Image point grounding data:
- - -

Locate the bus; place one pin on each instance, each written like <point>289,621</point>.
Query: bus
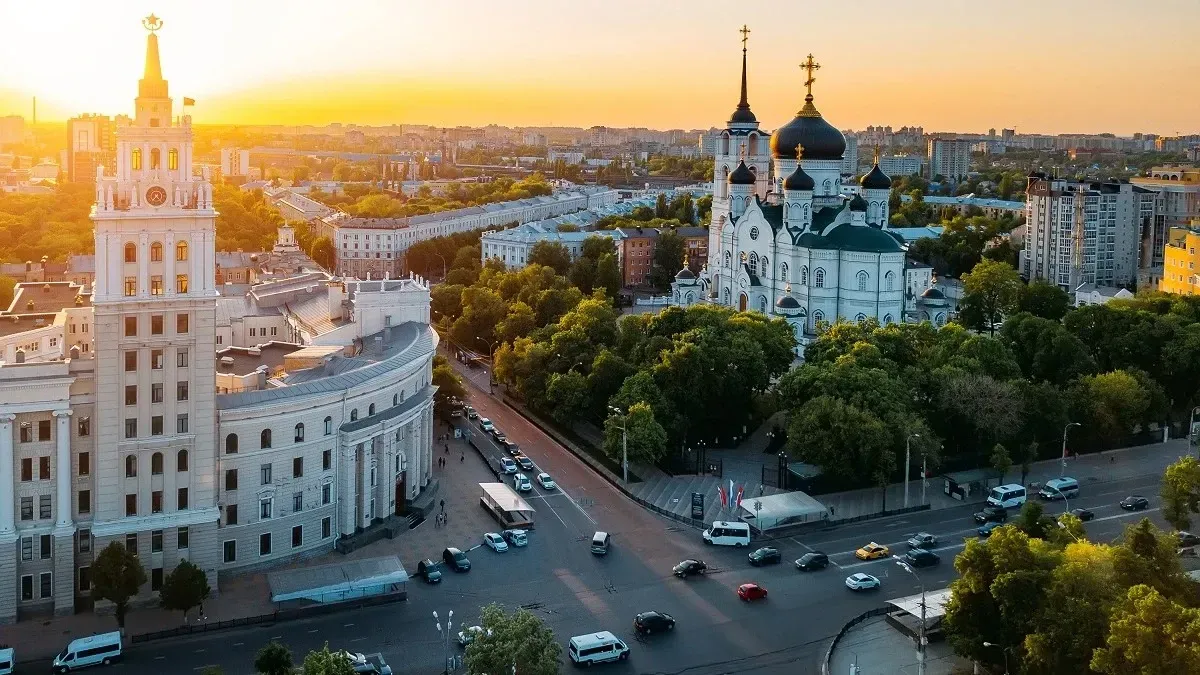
<point>505,506</point>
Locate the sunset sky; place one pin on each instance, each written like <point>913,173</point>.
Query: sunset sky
<point>949,65</point>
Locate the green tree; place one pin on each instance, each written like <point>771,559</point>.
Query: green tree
<point>1181,493</point>
<point>274,659</point>
<point>323,252</point>
<point>647,441</point>
<point>184,587</point>
<point>513,640</point>
<point>994,290</point>
<point>117,574</point>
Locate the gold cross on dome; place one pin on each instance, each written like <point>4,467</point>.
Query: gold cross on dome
<point>810,66</point>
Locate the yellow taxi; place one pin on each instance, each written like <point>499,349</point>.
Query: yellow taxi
<point>871,551</point>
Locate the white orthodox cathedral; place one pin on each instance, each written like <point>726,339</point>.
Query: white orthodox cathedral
<point>792,237</point>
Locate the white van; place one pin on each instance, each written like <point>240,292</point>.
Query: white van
<point>93,650</point>
<point>597,647</point>
<point>729,533</point>
<point>1007,496</point>
<point>1060,488</point>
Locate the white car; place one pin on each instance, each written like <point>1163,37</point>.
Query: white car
<point>496,542</point>
<point>861,581</point>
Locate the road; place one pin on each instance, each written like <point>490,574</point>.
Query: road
<point>576,592</point>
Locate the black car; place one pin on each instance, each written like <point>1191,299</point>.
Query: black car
<point>991,514</point>
<point>1083,514</point>
<point>689,567</point>
<point>456,560</point>
<point>813,560</point>
<point>922,557</point>
<point>1134,502</point>
<point>765,555</point>
<point>649,622</point>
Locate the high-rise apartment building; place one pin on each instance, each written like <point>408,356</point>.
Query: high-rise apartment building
<point>1084,232</point>
<point>948,157</point>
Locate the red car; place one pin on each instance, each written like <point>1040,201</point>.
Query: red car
<point>751,592</point>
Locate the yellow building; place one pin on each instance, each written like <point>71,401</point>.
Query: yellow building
<point>1181,264</point>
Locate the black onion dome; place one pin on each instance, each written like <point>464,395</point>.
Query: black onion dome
<point>876,179</point>
<point>821,139</point>
<point>799,180</point>
<point>742,175</point>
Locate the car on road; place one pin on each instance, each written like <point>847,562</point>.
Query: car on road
<point>456,560</point>
<point>765,555</point>
<point>921,557</point>
<point>1134,502</point>
<point>987,527</point>
<point>751,592</point>
<point>813,560</point>
<point>429,571</point>
<point>991,514</point>
<point>861,581</point>
<point>495,542</point>
<point>871,551</point>
<point>688,567</point>
<point>922,541</point>
<point>649,622</point>
<point>471,633</point>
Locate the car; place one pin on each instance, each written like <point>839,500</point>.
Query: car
<point>861,581</point>
<point>688,567</point>
<point>495,542</point>
<point>987,527</point>
<point>922,557</point>
<point>649,622</point>
<point>429,571</point>
<point>471,633</point>
<point>813,560</point>
<point>516,537</point>
<point>991,514</point>
<point>1083,514</point>
<point>922,541</point>
<point>765,555</point>
<point>1134,502</point>
<point>871,551</point>
<point>751,592</point>
<point>456,560</point>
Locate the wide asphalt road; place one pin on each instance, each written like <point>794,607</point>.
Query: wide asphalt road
<point>576,592</point>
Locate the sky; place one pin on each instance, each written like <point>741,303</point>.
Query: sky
<point>1041,66</point>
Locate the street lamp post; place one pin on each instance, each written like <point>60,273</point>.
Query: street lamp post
<point>921,627</point>
<point>1062,466</point>
<point>445,638</point>
<point>624,444</point>
<point>907,464</point>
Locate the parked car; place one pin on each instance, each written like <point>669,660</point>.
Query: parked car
<point>861,581</point>
<point>649,622</point>
<point>991,514</point>
<point>922,541</point>
<point>495,542</point>
<point>1134,502</point>
<point>688,567</point>
<point>751,592</point>
<point>813,560</point>
<point>765,555</point>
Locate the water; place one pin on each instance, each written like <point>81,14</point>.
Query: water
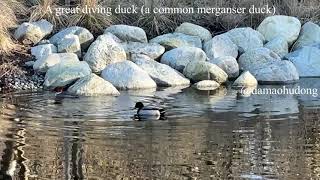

- - -

• [Task description]: Begin at the first line of the records. Print every line through the one containing "Locate the black car;" exactly, but skip the pictures.

• [Task response]:
Locate the bus; place one pin on each instance, each written like <point>289,621</point>.
Query: bus
<point>505,506</point>
Locate the sunset sky; place one pin on each instance, each written like <point>913,173</point>.
Query: sunset sky
<point>949,65</point>
Locate the green tree; place one pin on each instance, each written like <point>771,559</point>.
Query: green tree
<point>1181,493</point>
<point>274,659</point>
<point>323,252</point>
<point>647,441</point>
<point>184,587</point>
<point>513,640</point>
<point>994,290</point>
<point>117,574</point>
Locate the gold cross on dome; place one pin on each instance, each written like <point>4,467</point>.
Query: gold cross on dome
<point>810,66</point>
Locate the yellow taxi; place one pin on each instance, each written like <point>499,349</point>.
Query: yellow taxi
<point>871,551</point>
Locate the white orthodox cathedral; place one pin on each instance, each written like <point>726,339</point>.
Query: white orthodox cathedral
<point>792,237</point>
Locate the white van; place one pin on each instance, each written like <point>240,292</point>.
Query: white van
<point>93,650</point>
<point>597,647</point>
<point>729,533</point>
<point>1007,496</point>
<point>1060,488</point>
Locate the white car; place one pin on each instance, each written like <point>1163,37</point>.
Query: white car
<point>496,542</point>
<point>861,581</point>
Locate the road; place one pin on each instance, each written like <point>490,574</point>.
Query: road
<point>576,592</point>
Locate the black car; place one pin on each instance, each written like <point>1191,299</point>.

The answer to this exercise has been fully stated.